■ **Fragmento de texto**:
La potencia sígnica de la poesía la hace tan peligrosa como la libertad misma. Ambas son riesgos que los tiranos deben liquidar —y quizás cada uno de nosotros lo sea—. Así pues, el poema se ubica no solo en la frontera del ser y la escritura, sino en el límite de lo posible: escribir y leer poéticamente es cuestionar lo que de libre hay en cada cual. Cuando Pizarnik decía: «Faltan palabras, / falta candor, falta poesía», reconocía que había «algo que rompe la piel» y que «la muerte está lejana. No me mira». Ese era el borde desde el que un día diría: «Explicar con palabras de este mundo / que partió de mí un barco llevándome», alejándose para siempre de ese mismo mundo en que la rebelión consistía «en mirar una rosa / hasta pulverizarse los ojos». La poesía también es un ojo sin párpado, y nos deviene en otredad.
Esta facultad que tiene el arte de interpelar nuestra libertad le otorga asimismo el derecho de interrogarnos por nuestras cuestiones liminares, por los límites metafísicos de la propia experiencia vital. No es solo un asunto de en qué nos transforma la creación estética una vez que hemos sido mirados por ella, sino de cómo afecta nuestro tejido existencial.
Heidegger, estudiando a Hölderlin, suelta al voleo una consideración nada infantil: poetizar es una manera de «hacerse cargo de lo real». Aquí resulta inevitable escuchar las resonancias novalisianas, solo que para Novalis poetizar el mundo es actuarlo en términos demiúrgicos, mientras que en el pensamiento heideggeriano es un modo de racionalizarlo. En todo caso, la obra de arte no solo estipula su goce estético, sino que supone una clave en la cual apropiarse la realidad. En otras palabras, mirar un paisaje de montaña desde, por ejemplo, Caspar David Friedrich implica, y no apenas, asumir la angustia del hombre a solas con su existencia. Esta es la distancia entre el bárbaro y el artista, la misma que separa la concepción utilitaria del arte de su racionalidad poética.

■ **Ejercicio 1**: Indica si cada afirmación concuerda con el fragmento sobre poesía y libertad, respondiendo sí o no y citando literalmente las palabras del fragmento que lo deciden: (a) Para Novalis, poetizar el mundo es un modo de racionalizarlo. (b) La poesía resulta tan peligrosa como la libertad. (c) Heidegger hizo su consideración sobre el poetizar mientras estudiaba a Hölderlin.
■ **Ejercicio 2**: Continúa el fragmento sobre poesía y libertad a partir de su última oración.

■ **Datos registrados**:
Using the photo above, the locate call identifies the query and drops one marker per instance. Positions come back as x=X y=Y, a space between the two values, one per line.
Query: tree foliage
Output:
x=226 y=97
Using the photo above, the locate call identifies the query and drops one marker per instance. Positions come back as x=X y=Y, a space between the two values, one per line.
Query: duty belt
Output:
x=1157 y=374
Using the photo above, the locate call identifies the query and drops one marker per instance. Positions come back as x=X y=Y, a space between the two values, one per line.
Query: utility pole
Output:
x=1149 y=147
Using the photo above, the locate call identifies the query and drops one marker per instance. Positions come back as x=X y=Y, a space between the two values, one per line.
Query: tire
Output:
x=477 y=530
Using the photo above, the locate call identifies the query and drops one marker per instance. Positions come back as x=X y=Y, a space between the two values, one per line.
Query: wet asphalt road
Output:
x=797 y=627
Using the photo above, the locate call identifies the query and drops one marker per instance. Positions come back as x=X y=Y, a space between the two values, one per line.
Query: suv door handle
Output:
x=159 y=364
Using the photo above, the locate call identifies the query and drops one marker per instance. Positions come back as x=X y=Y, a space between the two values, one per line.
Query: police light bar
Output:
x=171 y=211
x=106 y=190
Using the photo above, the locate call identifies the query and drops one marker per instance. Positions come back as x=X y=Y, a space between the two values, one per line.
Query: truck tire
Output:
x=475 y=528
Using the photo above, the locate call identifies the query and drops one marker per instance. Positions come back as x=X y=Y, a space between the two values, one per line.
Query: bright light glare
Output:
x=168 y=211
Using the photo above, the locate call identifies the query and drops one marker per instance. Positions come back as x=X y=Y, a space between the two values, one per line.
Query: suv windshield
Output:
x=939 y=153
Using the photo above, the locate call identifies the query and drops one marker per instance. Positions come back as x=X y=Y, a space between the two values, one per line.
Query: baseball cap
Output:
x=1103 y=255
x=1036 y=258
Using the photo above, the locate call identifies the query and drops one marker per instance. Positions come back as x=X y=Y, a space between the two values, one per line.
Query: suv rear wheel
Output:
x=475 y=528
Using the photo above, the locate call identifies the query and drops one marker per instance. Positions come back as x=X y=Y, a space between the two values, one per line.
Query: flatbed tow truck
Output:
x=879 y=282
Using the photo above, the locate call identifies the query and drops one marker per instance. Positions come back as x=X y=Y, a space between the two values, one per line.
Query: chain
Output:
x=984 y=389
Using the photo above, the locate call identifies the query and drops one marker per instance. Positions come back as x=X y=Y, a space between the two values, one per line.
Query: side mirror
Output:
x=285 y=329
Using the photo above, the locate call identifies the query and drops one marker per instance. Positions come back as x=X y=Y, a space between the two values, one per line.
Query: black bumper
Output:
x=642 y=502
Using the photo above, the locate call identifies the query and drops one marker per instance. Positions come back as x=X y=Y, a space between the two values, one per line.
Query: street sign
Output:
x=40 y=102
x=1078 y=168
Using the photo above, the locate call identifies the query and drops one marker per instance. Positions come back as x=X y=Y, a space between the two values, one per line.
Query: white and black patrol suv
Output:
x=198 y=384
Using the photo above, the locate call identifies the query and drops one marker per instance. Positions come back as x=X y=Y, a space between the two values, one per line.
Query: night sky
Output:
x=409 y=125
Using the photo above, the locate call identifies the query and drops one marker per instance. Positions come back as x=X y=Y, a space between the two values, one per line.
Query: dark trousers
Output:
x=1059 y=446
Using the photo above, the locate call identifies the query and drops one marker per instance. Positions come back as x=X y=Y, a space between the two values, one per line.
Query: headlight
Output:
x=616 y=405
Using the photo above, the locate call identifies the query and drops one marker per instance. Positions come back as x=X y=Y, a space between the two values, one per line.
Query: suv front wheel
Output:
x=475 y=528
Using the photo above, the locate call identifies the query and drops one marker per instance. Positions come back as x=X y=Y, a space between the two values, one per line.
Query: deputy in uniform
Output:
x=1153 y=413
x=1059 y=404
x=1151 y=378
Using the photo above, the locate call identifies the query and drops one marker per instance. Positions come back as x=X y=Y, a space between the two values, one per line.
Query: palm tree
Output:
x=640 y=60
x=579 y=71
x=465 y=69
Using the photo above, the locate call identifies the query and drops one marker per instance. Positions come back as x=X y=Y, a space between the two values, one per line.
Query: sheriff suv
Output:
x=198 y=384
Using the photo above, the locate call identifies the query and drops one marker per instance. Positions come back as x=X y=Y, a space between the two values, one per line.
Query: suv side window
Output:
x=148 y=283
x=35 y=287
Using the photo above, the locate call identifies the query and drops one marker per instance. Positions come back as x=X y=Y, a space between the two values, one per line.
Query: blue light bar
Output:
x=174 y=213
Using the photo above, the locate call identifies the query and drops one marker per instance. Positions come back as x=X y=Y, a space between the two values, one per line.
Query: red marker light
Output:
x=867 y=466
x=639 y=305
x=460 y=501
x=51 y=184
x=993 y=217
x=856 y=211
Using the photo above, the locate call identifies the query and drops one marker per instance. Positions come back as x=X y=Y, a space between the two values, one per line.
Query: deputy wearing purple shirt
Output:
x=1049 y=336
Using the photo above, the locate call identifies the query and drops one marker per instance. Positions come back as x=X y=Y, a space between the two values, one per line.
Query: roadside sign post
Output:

■ **Resultado 1**:
(a) No: «para Novalis poetizar el mundo es actuarlo en términos demiúrgicos, mientras que en el pensamiento heideggeriano es un modo de racionalizarlo».
(b) Sí: «La potencia sígnica de la poesía la hace tan peligrosa como la libertad misma».
(c) Sí: «Heidegger, estudiando a Hölderlin, suelta al voleo una consideración nada infantil».

■ **Resultado 2**:
En definitiva, la poesía sirve para otorgarnos otro modo de racionalizar el mundo, uno en el que los valores éticos y los estéticos cohabiten coherentemente. Cuando el mestizo Tabaré halla la muerte a manos de Gonzalo porque ha traído de vuelta a Blanca —la mujer española que le recuerda a su madre—, todo en el bosque se hace «funeral silencio», y Tabaré tiene «el perfume de la flor caída». Zorrilla jamás ha emitido un juicio, mucho menos una condena, pero la raza charrúa para siempre será «la flor caída» por «el sanguinoso acero»: «¡Boca sin lengua, eternidad sin cielo!».
En esto quizás radique la mayor utilidad ontológica y metafísica de la poesía: mostrar el horror y dejar que sean otros los que juzguen. En Pabellón de cancerosos, por ejemplo, Solzhenitsyn jamás evidencia una sola repulsa al sistema represivo soviético, pero página a página vamos palpando junto a Oleg Kostoglotov los efectos devastadores del Estado estalinista. El sentido alegórico, en este tipo de obras, es el modo como el autor entrega a su audiencia una racionalidad en la que ética y estética miran un mundo habitado por la bestialidad. La poesía, por tanto y en última instancia, tal vez solo sirva para enseñarnos a reconocer el débil latido de la belleza asfixiada por la barbarie.